Objective. Write out, in full, every line of the material below in which the word "white" appears.

☆ ☆ ☆ ☆ ☆

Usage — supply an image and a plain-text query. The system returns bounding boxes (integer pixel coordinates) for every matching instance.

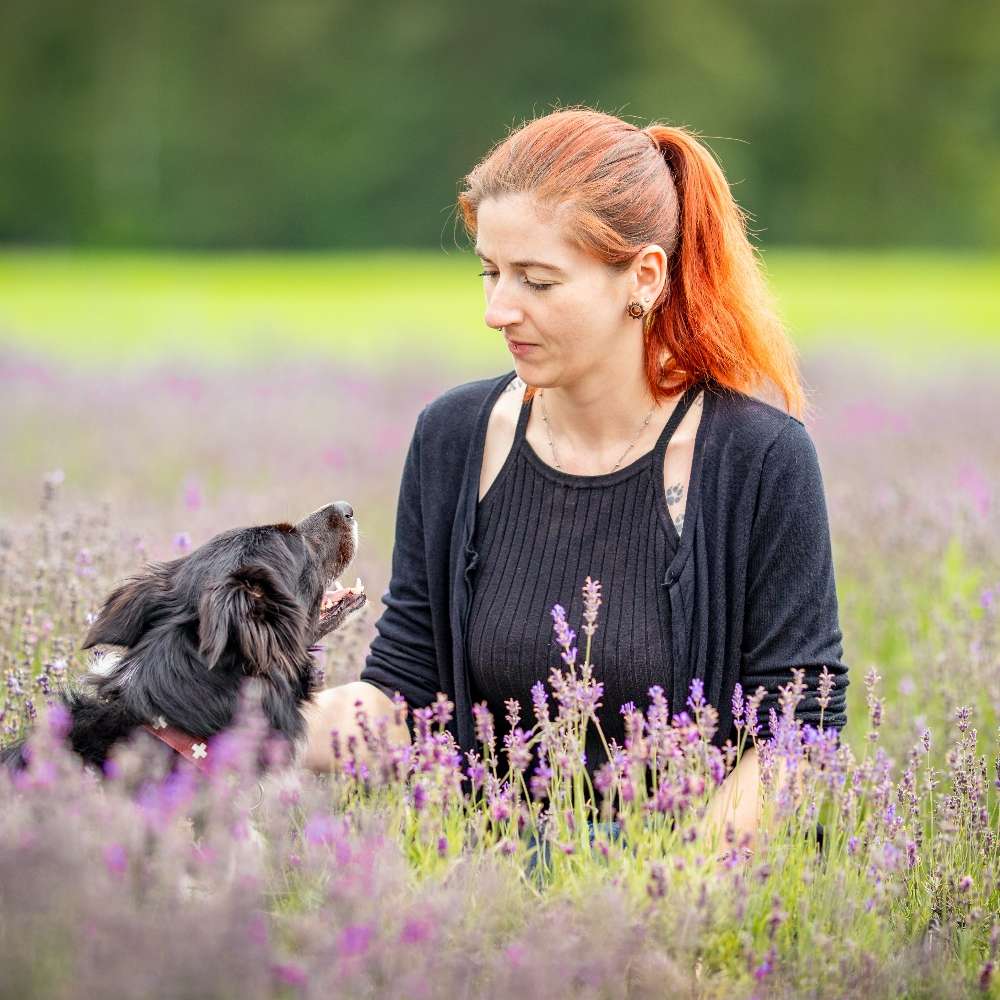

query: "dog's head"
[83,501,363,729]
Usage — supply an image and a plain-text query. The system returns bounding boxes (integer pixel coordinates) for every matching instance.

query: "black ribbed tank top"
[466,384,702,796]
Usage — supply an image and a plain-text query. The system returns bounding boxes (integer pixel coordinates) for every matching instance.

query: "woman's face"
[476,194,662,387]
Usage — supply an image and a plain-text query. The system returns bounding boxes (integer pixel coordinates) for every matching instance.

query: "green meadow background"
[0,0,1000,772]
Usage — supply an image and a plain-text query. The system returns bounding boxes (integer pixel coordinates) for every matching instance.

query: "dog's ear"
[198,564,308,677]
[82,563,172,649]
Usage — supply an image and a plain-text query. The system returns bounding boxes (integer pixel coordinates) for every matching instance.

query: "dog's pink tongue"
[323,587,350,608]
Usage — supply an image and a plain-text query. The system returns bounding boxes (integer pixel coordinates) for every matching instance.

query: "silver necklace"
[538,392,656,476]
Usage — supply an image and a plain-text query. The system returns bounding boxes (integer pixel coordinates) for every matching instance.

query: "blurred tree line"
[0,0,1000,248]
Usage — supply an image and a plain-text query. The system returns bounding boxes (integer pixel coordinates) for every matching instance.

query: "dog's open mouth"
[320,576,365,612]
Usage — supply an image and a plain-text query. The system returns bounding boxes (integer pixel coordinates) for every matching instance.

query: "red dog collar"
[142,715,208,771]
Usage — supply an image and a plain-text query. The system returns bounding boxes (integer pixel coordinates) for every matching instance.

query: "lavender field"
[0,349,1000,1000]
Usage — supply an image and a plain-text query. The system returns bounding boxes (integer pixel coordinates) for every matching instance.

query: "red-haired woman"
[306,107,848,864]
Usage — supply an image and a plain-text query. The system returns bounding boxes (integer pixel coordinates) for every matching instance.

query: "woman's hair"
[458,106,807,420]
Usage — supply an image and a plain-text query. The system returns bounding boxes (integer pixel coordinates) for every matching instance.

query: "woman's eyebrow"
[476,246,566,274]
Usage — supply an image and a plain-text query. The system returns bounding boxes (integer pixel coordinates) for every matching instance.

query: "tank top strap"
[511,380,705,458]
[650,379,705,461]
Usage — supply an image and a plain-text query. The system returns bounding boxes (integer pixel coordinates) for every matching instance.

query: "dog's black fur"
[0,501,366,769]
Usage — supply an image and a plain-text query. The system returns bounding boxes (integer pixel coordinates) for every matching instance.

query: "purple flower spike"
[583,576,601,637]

☆ ☆ ☆ ☆ ☆

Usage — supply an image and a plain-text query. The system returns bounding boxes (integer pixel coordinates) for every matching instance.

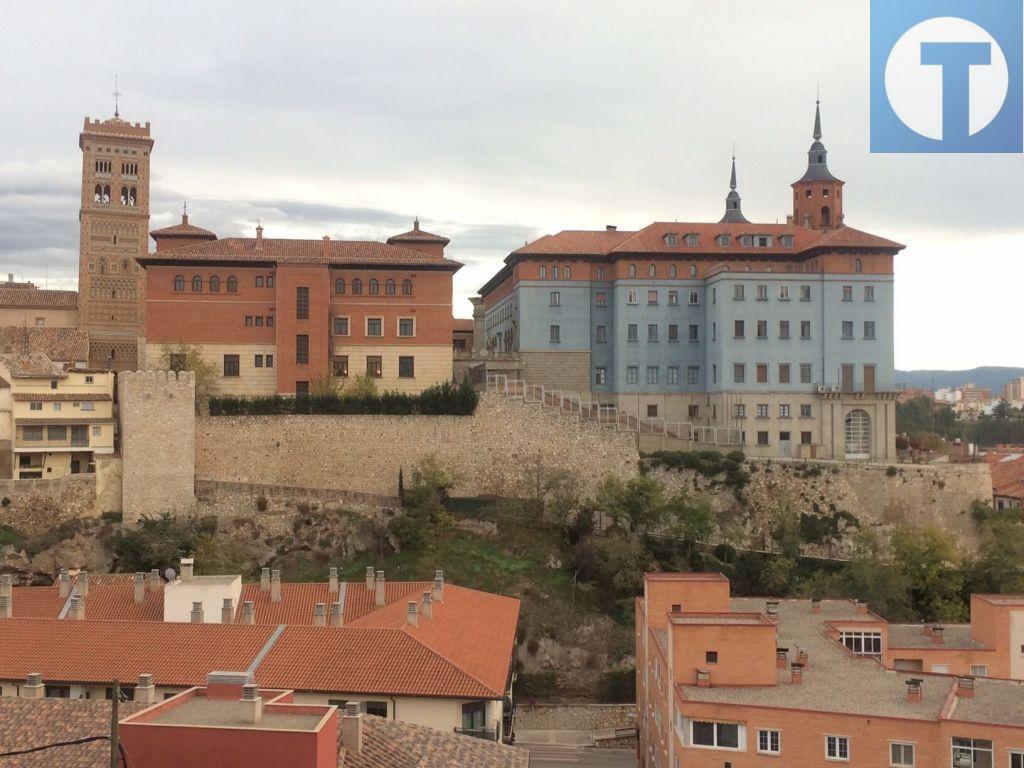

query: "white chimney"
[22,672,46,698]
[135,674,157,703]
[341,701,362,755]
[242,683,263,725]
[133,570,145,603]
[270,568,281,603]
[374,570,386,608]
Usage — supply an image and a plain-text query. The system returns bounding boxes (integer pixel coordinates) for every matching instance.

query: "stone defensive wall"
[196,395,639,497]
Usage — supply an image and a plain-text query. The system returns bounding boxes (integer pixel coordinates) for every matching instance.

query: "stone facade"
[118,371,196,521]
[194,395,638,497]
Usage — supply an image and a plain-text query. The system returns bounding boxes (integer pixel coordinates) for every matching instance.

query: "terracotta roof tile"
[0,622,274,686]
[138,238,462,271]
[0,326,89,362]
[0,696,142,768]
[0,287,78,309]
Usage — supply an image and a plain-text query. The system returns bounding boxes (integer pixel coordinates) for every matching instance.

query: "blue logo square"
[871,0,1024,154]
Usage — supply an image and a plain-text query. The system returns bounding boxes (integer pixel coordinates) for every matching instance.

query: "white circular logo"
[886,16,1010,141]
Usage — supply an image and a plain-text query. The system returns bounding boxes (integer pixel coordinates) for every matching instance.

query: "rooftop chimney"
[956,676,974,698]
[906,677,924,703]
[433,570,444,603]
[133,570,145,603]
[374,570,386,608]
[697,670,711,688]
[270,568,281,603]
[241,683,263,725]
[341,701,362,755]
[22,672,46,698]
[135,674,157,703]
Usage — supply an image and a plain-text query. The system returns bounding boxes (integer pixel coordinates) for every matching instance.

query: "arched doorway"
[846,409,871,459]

☆ ☆ ☆ ☆ ☆

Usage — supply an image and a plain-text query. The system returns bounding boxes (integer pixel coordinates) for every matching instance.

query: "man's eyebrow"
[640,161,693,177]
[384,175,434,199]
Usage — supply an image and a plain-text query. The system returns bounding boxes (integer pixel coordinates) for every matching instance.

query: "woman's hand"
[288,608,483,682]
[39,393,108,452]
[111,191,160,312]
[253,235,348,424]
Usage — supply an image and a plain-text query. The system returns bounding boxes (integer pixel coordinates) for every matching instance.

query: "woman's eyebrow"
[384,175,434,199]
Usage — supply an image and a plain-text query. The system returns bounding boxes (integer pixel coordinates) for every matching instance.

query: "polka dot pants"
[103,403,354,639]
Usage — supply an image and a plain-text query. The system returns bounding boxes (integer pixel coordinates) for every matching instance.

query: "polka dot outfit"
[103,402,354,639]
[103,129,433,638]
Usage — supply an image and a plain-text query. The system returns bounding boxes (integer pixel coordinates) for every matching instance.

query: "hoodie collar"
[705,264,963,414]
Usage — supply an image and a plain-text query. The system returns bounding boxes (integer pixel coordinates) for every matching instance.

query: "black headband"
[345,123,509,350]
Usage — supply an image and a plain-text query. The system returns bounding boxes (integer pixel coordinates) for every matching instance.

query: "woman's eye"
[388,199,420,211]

☆ ☆ ☆ ☆ ☆

Exercise response.
query: "white chimney"
query: "white circular logo"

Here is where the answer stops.